* [Exercise directions] Set down each line of the data exactly, but not the pictures.

(Stored data entries)

┄┄┄┄┄┄┄┄┄┄┄┄┄┄┄┄┄┄┄┄

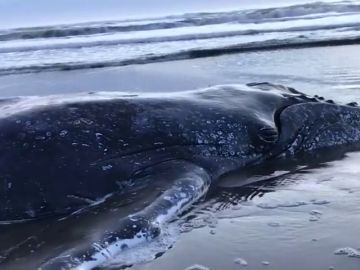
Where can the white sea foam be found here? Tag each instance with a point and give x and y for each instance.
(116, 43)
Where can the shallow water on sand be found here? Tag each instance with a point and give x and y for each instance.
(286, 215)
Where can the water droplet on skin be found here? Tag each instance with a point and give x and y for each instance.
(240, 261)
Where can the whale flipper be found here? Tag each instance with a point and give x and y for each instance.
(188, 181)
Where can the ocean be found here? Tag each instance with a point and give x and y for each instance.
(113, 43)
(296, 214)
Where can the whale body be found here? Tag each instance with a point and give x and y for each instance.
(60, 154)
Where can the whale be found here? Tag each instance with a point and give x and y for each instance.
(61, 154)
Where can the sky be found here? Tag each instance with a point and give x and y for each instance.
(23, 13)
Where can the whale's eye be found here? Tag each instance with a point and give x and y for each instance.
(268, 134)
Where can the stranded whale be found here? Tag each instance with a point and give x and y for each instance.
(61, 154)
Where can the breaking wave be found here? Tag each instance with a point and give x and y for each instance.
(117, 43)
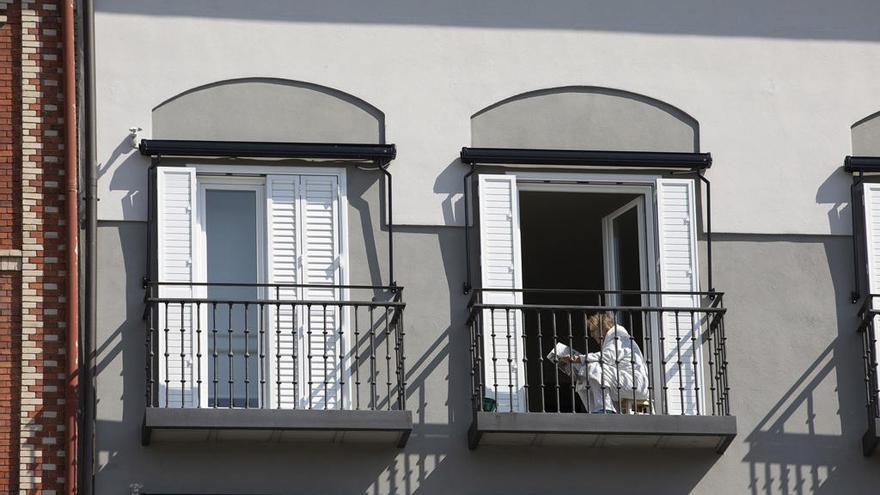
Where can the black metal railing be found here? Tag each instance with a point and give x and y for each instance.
(869, 320)
(649, 353)
(274, 346)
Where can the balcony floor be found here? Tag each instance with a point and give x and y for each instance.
(274, 425)
(602, 430)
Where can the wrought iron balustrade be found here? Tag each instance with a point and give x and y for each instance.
(664, 352)
(869, 320)
(274, 346)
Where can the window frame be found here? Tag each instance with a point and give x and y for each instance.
(252, 176)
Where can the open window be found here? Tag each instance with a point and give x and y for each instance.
(578, 246)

┄┄┄┄┄┄┄┄┄┄┄┄┄┄┄┄┄┄┄┄

* [Answer]
Where can the white sea foam be found here? Tag each instance with a point and give x and y for each instance.
(116, 43)
Where can the shallow water on sand be found here? Tag each instance with a point and give x and y for each instance.
(286, 215)
Where can the water droplet on skin be found here? Tag each instance with a point and give x and y for each instance.
(240, 261)
Where can the whale flipper be found here? Tag each instance with a point and give x and y for each instance.
(188, 181)
Where can the ocean be found here? Tag each instance with a point and give x and y for each instance.
(113, 43)
(296, 214)
Where can the whale body be found here? Tag each instance with a point and give x and y for each instance.
(60, 154)
Where can the whale be found here? Tag each instance with a point and give x and y for each instance.
(61, 154)
Where can the sky be found here? Tag each instance with a point and give x and y for each instance.
(23, 13)
Where can the whale's eye be found here? Tag each instance with a point and give x and y for each instance.
(268, 134)
Where can the stranded whale be found here? Tag each instance with a point and give x and y for each instance.
(61, 154)
Where can the breaking wave be found here? Tag each instance with a point and give x and y for each instance.
(117, 43)
Where can the black metal railing be found here? Tag each instance with a point and give x and y for each instance.
(869, 320)
(649, 353)
(274, 346)
Where can the balcony floor be found here? Tag each instance with a point and give x and y for each instance.
(274, 425)
(602, 430)
Where can the wrought iron balustrade be found here? Tag each instance with a point and give x and y for each instance.
(664, 352)
(869, 320)
(274, 346)
Where can the window frame be found here? Tag each instance with a point and give x and y for each instance.
(252, 176)
Where can the open window be found here? Tag each instance with a point and give x and y for each instance.
(578, 246)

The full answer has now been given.